* **Task prompt**
Replace "grateful" with "thankful" in the entries from the line containing "Would you mind tagging the otter in" through the end, and write out those lines again with nothing else changed.

[Start]

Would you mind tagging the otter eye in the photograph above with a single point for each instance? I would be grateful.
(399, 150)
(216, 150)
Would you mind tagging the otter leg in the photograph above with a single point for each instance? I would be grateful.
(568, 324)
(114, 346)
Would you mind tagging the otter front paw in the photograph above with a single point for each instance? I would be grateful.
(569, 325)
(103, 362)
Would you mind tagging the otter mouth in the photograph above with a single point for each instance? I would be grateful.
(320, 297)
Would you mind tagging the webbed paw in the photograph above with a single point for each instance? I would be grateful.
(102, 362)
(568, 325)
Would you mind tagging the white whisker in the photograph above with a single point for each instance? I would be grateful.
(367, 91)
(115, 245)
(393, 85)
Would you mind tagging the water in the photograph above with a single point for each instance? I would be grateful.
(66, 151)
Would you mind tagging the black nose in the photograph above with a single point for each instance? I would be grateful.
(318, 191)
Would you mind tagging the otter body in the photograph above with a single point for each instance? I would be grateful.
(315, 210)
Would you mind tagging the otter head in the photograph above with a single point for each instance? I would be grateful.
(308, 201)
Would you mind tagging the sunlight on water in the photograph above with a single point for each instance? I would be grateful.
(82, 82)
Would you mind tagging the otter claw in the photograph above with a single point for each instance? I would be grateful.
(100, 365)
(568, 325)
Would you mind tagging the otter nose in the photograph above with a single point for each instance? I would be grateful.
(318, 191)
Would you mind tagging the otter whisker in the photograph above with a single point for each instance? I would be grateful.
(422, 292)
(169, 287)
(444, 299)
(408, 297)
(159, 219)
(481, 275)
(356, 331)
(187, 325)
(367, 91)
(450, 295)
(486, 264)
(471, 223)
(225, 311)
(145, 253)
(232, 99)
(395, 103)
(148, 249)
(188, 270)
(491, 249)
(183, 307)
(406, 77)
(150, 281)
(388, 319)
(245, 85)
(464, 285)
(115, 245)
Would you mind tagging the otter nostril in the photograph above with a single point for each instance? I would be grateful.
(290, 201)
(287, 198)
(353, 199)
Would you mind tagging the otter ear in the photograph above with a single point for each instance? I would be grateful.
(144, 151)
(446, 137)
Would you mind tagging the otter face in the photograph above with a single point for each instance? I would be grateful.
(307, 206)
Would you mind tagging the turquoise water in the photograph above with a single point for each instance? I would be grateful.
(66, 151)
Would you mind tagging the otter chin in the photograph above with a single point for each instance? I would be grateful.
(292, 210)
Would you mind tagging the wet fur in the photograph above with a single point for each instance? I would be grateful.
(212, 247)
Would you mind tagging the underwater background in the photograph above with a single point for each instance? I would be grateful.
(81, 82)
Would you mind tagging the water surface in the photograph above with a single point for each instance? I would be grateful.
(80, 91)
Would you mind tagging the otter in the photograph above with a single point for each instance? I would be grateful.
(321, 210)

[End]

* **Finished answer**
Would you mind tagging the otter in the photograph above with a single point for each instance? I would be thankful.
(321, 210)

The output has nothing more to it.